_DOCUMENT SECTION:_
Adventure: Horn OK Please
Tata’s Nano, introduced a few years ago as the world’s cheapest car, didn’t inspire much love or confidence. That didn’t stop British writer VANESSA ABLE from driving around India in one—solo. Was she hardy or foolhardy? Perhaps both, but it’s clear that she had a blast.
The horn is not an everyday phenomenon; it’s an every minute to every second occurrence.... It’s a dialect, a currency, a complex system of signage and exchange that, through a grueling process of trial and error, I was slowly beginning to fathom. |
Many a cautionary Indian road tale attests to the imprudence of truck drivers owing to the alleged overconsumption of marijuana, booze or doda, an opium and betel-nut tea. Suspicious urban legends or not, further evidence of truckies’ psychedelic tendencies can easily be seen in their trucks themselves and the brightly colored paintings that adorn the exterior bodywork, often accompanied by lights or bunting. Added to this are the giant horns and long spindly antennae the drivers are wont to pimp their rides with, as well as depictions of Ganesha, Hanuman, and the saintly faced Shiva, surrounded by varieties of bizarre flora and fauna. Put all together and the trucks easily come to resemble Ken Kesey and the Merry Pranksters’ bus: an electric kool-aid doda-and-weed ride into the mindbending Indian night.

Excerpts from a point labeling dataset:

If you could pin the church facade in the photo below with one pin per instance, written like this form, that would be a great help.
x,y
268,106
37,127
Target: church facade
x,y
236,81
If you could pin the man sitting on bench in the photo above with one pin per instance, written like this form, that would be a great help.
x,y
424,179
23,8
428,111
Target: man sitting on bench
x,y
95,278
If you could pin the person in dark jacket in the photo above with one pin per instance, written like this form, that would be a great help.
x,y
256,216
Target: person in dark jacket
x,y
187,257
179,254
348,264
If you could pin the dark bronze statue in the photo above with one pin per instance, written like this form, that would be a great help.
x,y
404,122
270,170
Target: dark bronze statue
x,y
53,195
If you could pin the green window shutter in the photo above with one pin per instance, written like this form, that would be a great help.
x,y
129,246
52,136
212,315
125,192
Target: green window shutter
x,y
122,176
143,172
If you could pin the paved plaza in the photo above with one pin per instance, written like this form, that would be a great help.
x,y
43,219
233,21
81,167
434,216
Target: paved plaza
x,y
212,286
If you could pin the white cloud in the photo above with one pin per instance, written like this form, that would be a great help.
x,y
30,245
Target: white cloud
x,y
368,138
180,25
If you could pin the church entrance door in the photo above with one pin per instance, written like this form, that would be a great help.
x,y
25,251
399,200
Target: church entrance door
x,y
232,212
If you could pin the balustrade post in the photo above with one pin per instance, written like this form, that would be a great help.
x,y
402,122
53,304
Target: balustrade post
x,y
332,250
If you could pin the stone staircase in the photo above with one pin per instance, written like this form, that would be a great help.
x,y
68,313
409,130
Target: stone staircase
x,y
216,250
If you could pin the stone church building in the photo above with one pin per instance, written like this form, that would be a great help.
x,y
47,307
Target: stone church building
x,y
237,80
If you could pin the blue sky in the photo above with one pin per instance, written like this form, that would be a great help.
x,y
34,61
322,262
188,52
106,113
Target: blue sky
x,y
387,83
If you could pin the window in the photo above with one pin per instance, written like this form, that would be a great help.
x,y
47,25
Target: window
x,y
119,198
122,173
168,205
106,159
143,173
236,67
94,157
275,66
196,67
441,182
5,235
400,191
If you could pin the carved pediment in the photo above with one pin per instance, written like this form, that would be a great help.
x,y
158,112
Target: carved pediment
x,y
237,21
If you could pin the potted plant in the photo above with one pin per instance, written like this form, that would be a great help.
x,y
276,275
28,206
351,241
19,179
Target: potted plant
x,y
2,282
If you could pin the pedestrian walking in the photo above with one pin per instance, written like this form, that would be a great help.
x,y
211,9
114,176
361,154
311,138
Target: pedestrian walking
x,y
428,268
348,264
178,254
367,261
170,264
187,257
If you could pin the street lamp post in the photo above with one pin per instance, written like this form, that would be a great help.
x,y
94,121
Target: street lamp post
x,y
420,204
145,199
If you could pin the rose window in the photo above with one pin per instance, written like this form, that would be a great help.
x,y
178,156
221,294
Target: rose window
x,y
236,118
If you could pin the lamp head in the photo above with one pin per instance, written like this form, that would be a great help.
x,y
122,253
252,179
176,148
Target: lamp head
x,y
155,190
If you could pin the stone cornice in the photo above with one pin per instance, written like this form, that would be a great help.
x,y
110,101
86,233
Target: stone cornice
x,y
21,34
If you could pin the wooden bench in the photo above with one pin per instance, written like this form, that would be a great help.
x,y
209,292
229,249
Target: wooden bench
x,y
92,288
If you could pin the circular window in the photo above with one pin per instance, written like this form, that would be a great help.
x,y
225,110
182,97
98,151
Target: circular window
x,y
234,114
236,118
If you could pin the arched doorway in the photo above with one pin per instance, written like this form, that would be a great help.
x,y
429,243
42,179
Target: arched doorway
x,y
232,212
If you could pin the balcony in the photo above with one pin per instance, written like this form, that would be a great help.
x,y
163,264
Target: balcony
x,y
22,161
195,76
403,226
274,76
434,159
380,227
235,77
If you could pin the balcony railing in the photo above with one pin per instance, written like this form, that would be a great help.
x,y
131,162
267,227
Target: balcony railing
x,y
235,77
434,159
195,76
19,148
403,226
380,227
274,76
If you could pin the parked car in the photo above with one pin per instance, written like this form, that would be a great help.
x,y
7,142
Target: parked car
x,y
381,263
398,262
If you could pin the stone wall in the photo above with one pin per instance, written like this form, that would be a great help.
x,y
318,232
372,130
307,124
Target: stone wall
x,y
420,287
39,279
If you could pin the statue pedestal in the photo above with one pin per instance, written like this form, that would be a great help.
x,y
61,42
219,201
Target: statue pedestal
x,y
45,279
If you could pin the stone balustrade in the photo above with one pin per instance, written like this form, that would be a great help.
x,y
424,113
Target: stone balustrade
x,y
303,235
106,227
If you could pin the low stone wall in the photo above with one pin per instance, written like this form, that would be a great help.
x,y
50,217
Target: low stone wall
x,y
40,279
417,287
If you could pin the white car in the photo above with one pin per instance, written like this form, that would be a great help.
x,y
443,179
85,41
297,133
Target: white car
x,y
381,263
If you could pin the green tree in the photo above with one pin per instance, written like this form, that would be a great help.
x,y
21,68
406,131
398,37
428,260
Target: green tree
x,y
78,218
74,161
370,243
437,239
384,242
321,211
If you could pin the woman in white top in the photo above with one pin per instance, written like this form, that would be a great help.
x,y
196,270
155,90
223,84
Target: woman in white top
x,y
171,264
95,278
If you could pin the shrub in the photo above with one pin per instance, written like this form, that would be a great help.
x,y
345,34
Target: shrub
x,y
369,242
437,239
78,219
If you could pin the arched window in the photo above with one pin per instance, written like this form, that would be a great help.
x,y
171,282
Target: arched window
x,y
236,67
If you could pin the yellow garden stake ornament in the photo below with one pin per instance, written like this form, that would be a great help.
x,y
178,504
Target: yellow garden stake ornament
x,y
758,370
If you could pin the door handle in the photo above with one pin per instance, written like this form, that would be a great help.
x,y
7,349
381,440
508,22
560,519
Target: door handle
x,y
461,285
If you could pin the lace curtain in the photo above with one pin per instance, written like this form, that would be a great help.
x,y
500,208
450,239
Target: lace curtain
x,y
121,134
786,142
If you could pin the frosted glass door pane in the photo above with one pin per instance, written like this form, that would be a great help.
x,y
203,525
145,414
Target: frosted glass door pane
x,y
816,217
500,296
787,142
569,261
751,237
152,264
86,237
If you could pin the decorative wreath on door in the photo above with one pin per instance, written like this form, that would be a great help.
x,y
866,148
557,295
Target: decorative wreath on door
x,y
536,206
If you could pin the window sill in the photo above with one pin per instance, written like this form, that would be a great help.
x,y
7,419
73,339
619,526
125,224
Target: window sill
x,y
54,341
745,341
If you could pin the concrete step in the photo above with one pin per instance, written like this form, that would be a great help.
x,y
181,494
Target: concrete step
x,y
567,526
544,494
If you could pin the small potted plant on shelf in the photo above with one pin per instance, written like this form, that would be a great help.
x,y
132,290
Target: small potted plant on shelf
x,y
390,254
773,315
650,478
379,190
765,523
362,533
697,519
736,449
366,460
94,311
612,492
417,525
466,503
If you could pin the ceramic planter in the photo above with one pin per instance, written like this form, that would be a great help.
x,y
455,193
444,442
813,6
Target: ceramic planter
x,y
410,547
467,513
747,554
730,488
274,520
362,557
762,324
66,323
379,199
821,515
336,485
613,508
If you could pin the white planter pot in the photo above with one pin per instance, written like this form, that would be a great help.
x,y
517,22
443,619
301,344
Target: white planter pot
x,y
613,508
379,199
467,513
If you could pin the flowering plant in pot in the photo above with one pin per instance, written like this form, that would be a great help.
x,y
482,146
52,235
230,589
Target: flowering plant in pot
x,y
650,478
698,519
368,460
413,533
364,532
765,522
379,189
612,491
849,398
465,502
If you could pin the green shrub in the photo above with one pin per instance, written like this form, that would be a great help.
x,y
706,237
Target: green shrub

_EXERCISE:_
Answer these questions about the Horn OK Please article, numbering each answer to match:
1. Which car did the writer drive around India?
2. What is doda?
3. Which three deities are named among the truck decorations?

_RESPONSE TO THE EXERCISE:_
1. Tata's Nano
2. An opium and betel-nut tea
3. Ganesha, Hanuman and Shiva